* [Exercise prompt] Please copy, without any changes, the lines starting with the line that contains "Annotation guideline — the target class is toddler's curly" and going on through the line that contains "0;0;1098;1092", including both of those lines.

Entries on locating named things

---------------

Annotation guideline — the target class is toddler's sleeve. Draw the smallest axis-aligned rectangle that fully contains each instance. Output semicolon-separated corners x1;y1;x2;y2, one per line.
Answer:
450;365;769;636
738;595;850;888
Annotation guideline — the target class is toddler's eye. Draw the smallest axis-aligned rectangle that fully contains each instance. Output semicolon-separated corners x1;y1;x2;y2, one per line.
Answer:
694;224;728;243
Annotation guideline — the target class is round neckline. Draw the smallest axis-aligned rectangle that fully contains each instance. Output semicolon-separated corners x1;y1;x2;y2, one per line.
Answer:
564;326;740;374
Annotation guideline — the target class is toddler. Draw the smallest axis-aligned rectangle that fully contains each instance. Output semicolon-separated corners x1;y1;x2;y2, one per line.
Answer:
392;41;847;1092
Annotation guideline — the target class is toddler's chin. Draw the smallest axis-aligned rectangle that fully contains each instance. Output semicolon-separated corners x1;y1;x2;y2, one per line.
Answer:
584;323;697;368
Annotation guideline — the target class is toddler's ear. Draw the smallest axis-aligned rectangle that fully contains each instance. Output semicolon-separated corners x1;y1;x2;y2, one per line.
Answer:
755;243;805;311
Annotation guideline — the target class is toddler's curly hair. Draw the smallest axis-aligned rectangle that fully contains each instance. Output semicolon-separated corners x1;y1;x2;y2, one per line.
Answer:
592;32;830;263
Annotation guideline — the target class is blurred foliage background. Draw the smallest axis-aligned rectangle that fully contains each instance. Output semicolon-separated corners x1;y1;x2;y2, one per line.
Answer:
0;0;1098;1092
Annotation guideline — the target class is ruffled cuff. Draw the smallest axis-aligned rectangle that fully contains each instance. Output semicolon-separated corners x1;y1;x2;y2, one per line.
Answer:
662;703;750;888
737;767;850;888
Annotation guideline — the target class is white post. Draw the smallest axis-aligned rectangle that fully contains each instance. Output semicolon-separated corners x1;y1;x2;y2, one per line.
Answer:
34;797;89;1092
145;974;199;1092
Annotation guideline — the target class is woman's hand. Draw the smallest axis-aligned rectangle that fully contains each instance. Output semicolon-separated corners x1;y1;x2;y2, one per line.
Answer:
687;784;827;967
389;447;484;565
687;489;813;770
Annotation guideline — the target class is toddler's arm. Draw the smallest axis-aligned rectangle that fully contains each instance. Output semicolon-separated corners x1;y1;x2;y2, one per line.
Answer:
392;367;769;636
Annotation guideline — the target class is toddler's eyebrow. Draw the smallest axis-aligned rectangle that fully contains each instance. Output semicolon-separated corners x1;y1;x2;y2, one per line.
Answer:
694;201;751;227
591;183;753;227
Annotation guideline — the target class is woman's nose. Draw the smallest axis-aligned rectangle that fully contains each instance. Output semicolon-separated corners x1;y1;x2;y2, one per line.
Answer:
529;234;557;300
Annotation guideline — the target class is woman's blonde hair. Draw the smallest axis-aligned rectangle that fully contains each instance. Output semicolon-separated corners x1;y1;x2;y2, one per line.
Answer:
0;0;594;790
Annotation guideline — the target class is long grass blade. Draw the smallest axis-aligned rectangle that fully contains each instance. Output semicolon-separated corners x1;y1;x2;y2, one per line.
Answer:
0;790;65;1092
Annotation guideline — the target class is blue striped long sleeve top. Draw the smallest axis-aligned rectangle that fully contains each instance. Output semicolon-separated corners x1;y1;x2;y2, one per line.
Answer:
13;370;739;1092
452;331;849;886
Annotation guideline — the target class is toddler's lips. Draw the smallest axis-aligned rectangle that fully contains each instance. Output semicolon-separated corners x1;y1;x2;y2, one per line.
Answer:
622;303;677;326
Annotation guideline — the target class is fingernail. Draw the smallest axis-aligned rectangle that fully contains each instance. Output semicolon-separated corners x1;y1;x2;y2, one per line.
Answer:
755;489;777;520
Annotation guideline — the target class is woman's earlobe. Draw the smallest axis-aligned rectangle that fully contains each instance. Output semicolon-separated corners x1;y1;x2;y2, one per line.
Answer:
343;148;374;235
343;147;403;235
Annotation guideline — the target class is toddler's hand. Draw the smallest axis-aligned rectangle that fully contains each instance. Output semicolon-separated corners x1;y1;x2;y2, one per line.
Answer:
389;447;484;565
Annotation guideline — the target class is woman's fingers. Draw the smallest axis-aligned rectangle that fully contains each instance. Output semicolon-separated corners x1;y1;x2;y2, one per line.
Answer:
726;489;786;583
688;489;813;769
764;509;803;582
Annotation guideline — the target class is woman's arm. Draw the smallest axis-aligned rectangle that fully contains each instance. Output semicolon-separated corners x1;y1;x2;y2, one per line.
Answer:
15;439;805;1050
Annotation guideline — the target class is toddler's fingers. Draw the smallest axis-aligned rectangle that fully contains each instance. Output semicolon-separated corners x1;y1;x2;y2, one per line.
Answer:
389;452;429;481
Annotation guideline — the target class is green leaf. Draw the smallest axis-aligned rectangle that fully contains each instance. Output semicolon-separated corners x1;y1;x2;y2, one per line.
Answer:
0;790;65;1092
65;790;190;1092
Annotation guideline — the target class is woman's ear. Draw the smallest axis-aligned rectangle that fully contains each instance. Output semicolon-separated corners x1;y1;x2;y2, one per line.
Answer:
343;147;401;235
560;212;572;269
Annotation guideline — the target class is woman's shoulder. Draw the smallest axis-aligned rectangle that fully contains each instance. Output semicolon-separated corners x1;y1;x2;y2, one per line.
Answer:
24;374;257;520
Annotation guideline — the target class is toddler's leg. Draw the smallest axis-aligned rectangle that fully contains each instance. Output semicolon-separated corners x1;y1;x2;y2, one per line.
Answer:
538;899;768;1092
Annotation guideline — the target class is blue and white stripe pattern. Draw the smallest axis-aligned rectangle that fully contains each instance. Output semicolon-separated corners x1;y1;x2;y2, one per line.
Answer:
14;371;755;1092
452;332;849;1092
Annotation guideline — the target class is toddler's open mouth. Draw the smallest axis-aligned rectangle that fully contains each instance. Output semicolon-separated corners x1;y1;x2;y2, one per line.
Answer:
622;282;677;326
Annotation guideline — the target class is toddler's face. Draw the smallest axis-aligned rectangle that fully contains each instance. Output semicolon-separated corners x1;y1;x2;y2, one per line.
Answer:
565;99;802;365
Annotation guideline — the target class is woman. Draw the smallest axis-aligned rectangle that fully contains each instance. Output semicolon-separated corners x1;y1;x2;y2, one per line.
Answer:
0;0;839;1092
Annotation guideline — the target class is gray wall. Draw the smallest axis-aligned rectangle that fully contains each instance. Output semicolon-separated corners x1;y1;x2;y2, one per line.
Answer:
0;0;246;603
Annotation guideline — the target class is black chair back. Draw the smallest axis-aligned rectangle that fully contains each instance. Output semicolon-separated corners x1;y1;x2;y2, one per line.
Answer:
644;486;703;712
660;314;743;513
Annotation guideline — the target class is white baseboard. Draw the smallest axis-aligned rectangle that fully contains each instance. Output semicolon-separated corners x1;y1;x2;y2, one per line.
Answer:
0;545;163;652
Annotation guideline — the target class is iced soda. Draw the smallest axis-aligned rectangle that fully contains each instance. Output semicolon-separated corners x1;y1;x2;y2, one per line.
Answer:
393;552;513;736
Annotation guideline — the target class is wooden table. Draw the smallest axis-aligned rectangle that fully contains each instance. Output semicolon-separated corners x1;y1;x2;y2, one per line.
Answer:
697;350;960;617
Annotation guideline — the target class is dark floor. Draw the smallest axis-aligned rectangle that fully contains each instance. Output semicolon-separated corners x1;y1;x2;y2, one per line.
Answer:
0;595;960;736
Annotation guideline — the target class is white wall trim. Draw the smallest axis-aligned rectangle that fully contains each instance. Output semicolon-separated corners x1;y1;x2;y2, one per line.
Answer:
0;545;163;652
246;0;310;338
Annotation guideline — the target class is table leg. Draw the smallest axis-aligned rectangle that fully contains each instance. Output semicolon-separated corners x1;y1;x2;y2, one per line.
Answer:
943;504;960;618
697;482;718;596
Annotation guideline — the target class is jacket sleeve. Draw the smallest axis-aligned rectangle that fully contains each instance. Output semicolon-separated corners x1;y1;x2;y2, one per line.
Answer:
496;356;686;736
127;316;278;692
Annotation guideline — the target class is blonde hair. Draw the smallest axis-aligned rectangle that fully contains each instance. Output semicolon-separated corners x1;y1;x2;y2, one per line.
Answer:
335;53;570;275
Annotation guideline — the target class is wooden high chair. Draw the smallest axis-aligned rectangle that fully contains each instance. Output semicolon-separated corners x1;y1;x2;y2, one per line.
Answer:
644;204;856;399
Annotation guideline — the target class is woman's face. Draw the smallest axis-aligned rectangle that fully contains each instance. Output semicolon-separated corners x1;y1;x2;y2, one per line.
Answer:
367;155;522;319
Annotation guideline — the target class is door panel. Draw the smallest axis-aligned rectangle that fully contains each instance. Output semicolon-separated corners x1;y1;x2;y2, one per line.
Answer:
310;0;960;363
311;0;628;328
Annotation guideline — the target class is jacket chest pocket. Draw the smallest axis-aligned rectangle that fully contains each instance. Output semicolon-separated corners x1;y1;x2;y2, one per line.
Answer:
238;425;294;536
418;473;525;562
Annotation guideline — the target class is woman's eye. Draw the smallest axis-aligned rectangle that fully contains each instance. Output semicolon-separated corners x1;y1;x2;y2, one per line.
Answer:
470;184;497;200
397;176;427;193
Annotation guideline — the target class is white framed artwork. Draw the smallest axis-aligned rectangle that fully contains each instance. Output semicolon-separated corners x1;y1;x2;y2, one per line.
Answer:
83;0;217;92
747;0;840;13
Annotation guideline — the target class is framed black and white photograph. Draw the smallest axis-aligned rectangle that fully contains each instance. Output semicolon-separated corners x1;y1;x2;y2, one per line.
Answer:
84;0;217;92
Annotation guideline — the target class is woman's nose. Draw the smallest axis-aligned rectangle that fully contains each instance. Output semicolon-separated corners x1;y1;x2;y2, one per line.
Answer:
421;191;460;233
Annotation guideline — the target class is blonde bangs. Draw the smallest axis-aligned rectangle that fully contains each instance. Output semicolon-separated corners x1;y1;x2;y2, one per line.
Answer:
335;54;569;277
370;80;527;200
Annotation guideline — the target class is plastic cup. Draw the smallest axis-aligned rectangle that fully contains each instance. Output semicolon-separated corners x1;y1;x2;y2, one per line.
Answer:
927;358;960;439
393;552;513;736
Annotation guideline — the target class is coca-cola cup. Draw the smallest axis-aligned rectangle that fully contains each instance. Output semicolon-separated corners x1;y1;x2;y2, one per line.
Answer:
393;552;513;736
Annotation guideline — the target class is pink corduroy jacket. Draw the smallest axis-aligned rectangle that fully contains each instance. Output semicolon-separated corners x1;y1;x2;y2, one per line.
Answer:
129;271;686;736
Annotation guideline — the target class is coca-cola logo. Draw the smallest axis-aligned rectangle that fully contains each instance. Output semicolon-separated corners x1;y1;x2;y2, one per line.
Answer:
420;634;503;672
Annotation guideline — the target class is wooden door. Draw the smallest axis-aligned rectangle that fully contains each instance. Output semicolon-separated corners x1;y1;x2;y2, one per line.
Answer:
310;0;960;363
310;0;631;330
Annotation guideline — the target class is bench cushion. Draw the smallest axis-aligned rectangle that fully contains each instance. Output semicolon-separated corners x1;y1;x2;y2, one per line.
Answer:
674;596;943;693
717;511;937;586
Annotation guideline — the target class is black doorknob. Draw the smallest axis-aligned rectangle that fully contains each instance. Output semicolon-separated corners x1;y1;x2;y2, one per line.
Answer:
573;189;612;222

---------------

* [Problem solution]
Annotation guideline — the target class is toddler's curly hair. Draw the smallest axis-aligned rectangle that fully contains each instance. Output semicolon-separated corners x1;y1;x2;y2, one per line.
Answer:
592;32;830;263
Annotation guideline — the target class is blurred foliage background. Draw the smallest axis-aligned rectangle that fully contains each instance. Output semicolon-separated corners x1;y1;x2;y2, one per line.
Answer:
0;0;1098;1092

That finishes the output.